→ **Stated task**: Report how many of the lines below contain the string "tablet". Case counts, and the reply should be the number alone.

→ **Supplied records**:
==*==

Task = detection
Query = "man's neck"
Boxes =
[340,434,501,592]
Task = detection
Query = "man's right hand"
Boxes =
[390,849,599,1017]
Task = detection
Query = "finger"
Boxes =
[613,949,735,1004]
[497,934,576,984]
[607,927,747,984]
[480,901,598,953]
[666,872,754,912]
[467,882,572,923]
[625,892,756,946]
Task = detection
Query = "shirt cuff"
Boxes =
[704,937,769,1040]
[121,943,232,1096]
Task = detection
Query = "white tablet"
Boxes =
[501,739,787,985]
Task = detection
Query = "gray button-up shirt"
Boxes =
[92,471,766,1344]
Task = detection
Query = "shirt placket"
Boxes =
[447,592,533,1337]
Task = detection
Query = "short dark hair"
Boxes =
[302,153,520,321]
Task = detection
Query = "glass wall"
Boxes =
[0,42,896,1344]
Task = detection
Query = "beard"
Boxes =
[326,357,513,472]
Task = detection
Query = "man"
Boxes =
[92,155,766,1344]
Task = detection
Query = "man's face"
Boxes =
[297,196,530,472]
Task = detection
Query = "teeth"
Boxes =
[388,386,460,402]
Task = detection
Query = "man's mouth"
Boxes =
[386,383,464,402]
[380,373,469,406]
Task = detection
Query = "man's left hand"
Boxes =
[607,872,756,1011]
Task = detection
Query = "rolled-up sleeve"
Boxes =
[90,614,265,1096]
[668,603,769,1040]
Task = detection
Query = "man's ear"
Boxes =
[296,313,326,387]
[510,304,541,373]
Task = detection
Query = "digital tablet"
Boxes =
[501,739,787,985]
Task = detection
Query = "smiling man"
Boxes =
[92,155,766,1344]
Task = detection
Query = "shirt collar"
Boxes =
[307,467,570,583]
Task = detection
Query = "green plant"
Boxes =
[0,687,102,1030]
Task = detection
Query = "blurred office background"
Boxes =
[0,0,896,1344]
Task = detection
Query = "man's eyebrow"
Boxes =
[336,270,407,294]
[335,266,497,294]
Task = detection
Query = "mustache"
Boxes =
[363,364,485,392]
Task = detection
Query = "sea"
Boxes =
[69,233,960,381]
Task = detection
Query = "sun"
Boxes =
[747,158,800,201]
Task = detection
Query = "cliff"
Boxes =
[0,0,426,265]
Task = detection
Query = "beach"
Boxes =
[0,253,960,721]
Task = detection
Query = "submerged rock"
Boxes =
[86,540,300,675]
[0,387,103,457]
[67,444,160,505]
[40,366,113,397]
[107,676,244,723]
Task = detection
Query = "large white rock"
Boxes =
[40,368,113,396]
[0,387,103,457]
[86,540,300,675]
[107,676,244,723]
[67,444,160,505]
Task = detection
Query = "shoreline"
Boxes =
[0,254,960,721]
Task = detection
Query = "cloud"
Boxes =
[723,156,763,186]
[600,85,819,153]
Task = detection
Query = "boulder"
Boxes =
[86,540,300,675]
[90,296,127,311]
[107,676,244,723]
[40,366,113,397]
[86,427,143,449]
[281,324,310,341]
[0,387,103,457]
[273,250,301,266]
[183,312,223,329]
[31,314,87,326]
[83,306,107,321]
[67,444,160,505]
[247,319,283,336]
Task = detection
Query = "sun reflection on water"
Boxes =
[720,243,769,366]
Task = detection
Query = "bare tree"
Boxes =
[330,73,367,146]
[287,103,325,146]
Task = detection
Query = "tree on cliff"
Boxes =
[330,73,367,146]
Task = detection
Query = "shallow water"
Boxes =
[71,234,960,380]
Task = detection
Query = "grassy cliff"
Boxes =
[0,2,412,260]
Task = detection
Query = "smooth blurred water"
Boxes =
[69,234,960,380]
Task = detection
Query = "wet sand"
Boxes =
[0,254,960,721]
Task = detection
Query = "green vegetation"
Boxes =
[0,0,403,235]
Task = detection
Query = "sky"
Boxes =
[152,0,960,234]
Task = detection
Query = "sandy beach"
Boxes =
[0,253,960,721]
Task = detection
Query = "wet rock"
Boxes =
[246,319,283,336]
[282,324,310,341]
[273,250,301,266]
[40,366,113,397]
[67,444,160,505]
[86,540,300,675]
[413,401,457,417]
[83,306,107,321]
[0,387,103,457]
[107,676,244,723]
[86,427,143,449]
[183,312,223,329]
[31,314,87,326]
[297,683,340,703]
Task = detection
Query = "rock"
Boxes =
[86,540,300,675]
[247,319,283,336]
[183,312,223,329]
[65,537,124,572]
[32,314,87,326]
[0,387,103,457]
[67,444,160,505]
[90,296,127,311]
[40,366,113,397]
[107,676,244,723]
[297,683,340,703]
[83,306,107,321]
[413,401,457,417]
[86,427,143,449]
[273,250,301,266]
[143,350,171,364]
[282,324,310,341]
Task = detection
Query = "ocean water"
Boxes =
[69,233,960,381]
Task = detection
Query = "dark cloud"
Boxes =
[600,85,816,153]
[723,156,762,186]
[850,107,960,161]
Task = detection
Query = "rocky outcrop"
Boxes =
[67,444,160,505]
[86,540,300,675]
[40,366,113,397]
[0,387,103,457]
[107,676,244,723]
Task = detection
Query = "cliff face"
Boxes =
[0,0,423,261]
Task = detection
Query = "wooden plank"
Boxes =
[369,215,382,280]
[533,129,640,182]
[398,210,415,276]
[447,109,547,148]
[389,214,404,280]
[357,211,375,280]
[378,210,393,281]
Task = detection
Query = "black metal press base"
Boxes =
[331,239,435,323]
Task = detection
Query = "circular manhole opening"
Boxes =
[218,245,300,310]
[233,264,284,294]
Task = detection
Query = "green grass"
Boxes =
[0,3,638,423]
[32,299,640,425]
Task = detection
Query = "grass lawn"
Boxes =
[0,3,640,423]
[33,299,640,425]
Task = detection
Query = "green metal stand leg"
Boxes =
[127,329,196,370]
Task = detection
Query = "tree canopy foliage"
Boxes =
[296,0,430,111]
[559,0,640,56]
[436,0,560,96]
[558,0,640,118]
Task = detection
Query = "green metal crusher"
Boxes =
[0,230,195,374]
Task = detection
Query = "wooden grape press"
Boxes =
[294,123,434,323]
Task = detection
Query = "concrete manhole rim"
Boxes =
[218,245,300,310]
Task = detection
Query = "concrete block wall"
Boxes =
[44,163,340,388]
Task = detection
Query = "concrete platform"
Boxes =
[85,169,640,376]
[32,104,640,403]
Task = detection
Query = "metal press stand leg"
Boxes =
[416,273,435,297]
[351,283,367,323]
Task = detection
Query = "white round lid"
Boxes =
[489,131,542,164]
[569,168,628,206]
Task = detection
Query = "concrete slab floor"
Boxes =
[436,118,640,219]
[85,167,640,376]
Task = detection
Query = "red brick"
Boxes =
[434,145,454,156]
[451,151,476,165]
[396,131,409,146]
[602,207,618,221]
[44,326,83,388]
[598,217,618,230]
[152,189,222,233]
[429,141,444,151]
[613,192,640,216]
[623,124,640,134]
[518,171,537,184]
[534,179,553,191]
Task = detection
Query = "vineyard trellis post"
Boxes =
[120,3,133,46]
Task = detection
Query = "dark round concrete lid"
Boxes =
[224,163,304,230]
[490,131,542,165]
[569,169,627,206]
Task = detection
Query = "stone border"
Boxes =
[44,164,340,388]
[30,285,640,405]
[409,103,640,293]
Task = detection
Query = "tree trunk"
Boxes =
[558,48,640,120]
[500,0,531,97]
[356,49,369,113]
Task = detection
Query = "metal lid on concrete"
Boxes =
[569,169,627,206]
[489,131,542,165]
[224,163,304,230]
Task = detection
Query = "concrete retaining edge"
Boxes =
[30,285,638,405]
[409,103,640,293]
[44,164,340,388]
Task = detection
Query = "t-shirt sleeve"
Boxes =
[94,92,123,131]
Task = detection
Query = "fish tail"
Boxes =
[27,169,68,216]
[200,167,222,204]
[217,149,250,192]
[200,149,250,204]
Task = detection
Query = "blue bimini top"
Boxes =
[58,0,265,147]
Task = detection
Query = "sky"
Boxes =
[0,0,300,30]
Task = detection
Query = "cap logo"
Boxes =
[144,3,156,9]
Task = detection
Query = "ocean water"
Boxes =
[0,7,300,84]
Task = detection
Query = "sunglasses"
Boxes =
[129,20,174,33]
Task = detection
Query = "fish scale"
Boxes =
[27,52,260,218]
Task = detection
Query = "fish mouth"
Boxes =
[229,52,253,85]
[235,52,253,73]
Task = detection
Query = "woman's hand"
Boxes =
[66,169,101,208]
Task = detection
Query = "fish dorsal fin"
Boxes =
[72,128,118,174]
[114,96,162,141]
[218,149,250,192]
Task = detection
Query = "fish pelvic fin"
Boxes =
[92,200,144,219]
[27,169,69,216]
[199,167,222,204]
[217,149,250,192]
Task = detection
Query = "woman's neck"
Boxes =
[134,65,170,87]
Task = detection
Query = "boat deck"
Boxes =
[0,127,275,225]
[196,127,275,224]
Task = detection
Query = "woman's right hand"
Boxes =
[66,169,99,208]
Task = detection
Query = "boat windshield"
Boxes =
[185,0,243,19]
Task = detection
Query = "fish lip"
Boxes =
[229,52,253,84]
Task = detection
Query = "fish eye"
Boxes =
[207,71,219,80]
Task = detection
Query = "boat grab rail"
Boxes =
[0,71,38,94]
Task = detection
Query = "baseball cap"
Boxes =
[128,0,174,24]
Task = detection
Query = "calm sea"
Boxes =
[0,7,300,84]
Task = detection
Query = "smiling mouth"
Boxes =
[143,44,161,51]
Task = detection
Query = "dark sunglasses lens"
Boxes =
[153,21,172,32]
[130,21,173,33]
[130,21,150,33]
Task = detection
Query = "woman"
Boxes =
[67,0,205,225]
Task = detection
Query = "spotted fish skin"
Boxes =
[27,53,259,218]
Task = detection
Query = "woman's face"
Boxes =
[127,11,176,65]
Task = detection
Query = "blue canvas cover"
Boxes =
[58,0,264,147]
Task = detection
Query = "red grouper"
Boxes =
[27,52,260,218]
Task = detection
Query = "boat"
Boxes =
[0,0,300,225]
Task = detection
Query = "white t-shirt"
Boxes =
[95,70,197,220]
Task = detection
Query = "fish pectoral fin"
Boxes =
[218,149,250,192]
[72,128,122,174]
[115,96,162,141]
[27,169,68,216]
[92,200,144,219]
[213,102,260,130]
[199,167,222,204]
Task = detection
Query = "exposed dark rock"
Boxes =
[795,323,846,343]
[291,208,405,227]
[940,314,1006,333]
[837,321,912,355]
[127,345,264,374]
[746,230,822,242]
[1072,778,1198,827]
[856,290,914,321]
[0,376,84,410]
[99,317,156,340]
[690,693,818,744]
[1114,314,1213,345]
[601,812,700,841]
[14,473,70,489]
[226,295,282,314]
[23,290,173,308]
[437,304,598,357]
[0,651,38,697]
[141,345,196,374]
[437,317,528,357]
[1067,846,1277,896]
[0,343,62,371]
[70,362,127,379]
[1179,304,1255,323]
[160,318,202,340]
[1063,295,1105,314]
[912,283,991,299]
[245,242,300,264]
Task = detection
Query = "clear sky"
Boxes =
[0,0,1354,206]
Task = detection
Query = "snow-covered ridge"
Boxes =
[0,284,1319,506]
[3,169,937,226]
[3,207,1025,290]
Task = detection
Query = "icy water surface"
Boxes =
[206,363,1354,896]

==*==

→ **Correct result**: 2